*** Opening of GIVEN RECORDS ***

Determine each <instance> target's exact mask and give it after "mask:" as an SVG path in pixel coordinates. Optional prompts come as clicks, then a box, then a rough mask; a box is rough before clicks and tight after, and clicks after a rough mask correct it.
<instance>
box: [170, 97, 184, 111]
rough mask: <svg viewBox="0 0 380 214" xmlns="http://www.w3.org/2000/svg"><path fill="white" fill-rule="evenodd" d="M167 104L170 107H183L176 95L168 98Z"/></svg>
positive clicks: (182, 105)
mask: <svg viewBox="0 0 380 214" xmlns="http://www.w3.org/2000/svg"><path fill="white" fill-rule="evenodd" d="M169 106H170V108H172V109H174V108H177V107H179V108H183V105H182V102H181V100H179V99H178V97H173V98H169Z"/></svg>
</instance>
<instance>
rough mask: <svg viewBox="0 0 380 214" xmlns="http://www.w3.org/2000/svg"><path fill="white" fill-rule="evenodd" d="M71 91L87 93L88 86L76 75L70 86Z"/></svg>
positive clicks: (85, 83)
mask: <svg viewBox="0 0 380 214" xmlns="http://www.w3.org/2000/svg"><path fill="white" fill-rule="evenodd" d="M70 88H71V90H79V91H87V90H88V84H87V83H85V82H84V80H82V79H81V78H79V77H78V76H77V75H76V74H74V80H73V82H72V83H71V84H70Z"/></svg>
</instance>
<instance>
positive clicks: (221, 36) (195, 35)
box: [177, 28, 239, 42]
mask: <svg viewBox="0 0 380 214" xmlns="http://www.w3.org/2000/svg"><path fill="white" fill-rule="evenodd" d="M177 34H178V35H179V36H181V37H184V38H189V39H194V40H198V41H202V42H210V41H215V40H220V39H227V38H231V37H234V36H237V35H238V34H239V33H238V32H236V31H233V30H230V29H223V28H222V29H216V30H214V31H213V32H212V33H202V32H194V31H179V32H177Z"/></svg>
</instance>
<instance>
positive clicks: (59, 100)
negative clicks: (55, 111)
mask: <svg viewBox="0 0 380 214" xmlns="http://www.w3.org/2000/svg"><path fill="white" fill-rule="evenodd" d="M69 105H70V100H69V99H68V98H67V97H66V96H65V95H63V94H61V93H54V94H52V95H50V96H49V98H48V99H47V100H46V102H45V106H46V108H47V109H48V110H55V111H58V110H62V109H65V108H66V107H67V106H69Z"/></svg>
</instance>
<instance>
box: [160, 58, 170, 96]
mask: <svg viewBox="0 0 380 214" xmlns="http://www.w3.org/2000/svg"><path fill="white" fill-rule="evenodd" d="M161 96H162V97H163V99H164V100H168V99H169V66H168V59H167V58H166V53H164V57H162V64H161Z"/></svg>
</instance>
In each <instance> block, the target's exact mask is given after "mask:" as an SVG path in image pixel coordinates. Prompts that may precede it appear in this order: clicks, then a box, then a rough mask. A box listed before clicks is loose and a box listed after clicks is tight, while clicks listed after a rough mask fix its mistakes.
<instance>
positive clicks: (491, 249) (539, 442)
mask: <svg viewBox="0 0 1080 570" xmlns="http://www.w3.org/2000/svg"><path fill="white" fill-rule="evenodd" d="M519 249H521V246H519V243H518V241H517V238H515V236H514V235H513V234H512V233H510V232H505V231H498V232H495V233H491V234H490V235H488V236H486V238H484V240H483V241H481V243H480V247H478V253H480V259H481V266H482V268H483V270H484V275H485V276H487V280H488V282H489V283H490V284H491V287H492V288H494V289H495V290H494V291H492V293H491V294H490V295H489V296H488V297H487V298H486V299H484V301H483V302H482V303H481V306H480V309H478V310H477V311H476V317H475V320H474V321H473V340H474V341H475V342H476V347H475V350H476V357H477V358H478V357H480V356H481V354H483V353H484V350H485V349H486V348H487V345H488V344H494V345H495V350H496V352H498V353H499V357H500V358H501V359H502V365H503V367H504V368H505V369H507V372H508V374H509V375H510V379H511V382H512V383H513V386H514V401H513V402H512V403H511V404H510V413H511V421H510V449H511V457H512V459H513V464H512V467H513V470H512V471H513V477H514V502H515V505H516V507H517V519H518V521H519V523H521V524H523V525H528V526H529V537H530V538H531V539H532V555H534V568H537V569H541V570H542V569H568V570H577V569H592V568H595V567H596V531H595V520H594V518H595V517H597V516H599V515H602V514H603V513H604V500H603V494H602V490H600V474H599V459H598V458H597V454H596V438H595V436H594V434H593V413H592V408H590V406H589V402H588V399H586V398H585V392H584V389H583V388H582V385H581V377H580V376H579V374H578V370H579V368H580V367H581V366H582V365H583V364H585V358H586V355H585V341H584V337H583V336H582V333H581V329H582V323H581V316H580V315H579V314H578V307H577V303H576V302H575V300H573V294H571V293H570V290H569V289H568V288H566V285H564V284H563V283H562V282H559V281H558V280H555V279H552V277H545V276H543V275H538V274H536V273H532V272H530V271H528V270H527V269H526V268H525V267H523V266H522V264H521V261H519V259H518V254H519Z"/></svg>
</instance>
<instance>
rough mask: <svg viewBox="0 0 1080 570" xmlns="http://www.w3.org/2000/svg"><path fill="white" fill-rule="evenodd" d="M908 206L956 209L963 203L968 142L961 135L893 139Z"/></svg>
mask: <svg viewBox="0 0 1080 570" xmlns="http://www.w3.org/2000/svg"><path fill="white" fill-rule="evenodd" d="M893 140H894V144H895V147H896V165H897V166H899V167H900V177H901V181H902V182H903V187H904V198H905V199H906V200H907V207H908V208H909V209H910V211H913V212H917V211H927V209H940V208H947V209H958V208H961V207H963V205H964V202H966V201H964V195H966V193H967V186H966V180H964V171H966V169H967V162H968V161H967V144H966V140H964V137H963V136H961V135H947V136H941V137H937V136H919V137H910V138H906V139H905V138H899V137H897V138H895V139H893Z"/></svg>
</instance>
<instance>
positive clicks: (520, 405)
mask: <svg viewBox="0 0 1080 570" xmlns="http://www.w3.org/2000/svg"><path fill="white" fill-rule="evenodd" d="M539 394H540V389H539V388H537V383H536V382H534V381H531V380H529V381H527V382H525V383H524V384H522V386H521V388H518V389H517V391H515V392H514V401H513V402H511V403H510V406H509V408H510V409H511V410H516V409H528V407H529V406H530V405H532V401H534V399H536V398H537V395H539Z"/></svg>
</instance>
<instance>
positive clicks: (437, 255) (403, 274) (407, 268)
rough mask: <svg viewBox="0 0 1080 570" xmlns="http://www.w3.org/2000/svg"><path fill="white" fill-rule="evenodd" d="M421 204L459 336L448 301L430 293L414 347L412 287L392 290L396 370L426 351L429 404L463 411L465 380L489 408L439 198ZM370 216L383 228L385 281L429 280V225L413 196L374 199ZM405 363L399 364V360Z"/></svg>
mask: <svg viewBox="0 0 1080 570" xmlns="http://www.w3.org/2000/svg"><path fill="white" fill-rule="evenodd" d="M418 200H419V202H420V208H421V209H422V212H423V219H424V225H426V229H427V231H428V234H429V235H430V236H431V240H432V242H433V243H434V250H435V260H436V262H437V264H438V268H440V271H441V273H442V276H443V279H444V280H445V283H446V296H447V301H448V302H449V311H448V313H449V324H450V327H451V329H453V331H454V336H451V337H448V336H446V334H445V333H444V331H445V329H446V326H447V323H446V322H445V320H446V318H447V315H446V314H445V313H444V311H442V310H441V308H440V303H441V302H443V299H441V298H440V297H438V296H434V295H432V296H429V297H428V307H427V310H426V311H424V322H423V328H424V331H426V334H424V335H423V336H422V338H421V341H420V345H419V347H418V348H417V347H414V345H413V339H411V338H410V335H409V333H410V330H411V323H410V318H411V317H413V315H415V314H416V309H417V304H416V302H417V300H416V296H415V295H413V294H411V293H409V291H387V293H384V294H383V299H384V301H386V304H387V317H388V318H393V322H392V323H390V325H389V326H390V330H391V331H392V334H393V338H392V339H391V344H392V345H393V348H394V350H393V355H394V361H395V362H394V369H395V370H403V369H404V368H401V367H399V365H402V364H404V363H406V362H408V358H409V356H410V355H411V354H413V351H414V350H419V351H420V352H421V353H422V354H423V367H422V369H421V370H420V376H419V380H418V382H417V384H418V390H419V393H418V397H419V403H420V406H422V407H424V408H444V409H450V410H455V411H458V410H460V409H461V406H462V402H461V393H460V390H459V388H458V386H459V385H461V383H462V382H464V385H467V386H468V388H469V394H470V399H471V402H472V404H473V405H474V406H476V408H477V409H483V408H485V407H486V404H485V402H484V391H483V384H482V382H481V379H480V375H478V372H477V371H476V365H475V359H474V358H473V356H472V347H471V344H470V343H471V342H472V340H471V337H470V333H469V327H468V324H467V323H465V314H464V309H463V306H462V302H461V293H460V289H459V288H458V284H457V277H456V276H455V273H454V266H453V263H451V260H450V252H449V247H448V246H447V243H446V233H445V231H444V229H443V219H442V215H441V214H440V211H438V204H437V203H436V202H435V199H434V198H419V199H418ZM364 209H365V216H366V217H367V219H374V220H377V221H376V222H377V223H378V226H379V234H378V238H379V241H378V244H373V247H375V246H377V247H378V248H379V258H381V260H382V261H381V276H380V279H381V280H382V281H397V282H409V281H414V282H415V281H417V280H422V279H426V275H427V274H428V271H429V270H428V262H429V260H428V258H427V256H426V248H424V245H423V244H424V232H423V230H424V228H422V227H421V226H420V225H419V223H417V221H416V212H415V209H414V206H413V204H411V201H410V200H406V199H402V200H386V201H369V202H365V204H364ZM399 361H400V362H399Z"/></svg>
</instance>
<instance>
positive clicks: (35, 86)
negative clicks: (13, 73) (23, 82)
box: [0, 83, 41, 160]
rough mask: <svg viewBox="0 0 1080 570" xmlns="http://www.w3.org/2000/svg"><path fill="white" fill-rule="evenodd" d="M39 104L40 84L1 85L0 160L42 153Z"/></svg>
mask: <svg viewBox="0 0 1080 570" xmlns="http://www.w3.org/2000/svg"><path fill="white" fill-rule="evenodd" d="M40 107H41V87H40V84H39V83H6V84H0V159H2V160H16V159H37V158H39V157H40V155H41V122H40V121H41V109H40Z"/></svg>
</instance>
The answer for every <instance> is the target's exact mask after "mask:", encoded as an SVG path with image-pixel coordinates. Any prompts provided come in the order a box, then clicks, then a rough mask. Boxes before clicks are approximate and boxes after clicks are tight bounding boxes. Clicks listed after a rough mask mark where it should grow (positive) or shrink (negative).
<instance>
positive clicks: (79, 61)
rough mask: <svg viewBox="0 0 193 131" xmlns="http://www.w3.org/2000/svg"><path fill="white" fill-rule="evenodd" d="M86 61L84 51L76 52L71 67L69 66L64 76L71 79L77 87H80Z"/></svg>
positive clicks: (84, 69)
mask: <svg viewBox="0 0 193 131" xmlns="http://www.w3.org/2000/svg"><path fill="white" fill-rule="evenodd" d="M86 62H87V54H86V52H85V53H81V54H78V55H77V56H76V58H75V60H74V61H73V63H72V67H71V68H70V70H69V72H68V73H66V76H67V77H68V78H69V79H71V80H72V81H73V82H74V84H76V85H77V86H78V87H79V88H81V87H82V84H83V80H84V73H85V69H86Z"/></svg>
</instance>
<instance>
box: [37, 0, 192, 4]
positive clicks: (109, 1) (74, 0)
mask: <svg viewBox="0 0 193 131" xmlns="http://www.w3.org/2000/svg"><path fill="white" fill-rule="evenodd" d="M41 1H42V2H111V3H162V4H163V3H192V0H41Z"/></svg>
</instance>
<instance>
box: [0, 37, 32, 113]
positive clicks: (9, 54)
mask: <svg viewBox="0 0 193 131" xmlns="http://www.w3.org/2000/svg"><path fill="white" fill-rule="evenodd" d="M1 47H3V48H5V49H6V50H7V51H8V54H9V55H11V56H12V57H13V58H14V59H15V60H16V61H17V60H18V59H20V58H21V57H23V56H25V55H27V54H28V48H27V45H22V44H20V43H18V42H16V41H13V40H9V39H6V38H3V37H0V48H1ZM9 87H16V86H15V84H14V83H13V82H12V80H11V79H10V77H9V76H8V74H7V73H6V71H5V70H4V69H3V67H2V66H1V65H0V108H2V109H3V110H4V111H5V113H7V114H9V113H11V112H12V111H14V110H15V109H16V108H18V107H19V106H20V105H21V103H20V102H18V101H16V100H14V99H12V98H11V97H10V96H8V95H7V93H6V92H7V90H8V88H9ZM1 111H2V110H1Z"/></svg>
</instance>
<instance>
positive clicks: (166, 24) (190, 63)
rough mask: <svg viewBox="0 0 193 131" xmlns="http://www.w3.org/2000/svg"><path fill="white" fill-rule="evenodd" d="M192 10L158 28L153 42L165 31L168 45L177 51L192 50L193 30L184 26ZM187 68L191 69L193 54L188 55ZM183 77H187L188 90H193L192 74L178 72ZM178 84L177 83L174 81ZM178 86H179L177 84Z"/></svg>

*** Close of GIVEN RECORDS ***

INSTRUCTIONS FOR THE TASK: When you reach the line that contains "104L170 107H183L176 95L168", stop; that line and every line before it, from the very first line of the data, should be restated word for word.

SOLUTION TO THIS TASK:
Determine each <instance> target's exact mask and give it after "mask:" as an SVG path in pixel coordinates. Optional prompts come as clicks, then a box, then a rough mask; a box is rough before clicks and tight after, and clicks after a rough mask correct it.
<instance>
box: [170, 97, 184, 111]
rough mask: <svg viewBox="0 0 380 214" xmlns="http://www.w3.org/2000/svg"><path fill="white" fill-rule="evenodd" d="M167 104L170 107H183L176 95L168 98Z"/></svg>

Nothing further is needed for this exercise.